_Task details_
Output each line of the entries below as a string in one JSON list, in order, leaving out blank lines.

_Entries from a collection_
——

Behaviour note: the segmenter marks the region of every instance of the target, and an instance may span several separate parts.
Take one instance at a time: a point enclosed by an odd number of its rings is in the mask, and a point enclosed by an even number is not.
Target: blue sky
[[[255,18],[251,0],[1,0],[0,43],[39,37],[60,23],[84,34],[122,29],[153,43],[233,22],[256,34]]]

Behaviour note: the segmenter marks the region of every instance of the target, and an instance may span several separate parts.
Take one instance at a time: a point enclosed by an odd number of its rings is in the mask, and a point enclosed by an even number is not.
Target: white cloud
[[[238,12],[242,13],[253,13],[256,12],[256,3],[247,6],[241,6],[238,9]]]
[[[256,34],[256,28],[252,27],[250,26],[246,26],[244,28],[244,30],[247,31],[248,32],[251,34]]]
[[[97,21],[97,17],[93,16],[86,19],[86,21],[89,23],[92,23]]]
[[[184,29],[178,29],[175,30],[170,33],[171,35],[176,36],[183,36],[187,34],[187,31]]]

——

_Result_
[
  "Behaviour note: the segmenter marks the region of every instance of the target, and an instance may span several separate parts.",
  "Take one instance at a time: a point enclosed by an odd number of its rings is in the mask, and a point enclosed by an even number is not.",
  "Target: blue sky",
  "[[[255,18],[251,0],[1,0],[0,43],[39,37],[60,23],[84,34],[122,29],[153,43],[233,22],[256,34]]]",
  "Behaviour note: the segmenter marks the region of every instance of the target, and an instance may span several separate parts.",
  "Take one instance at a time: a point enclosed by an odd number of its rings is in the mask, and a point enclosed by an even number is not.",
  "Target: white cloud",
  "[[[238,12],[242,13],[253,13],[256,12],[256,3],[247,6],[241,6],[238,9]]]",
  "[[[256,34],[256,28],[252,27],[250,26],[246,26],[244,28],[244,30],[247,31],[248,32],[251,34]]]",
  "[[[97,21],[97,17],[93,16],[86,19],[86,21],[89,23],[92,23]]]",
  "[[[184,29],[178,29],[175,30],[170,33],[171,35],[176,36],[183,36],[187,34],[187,31]]]"
]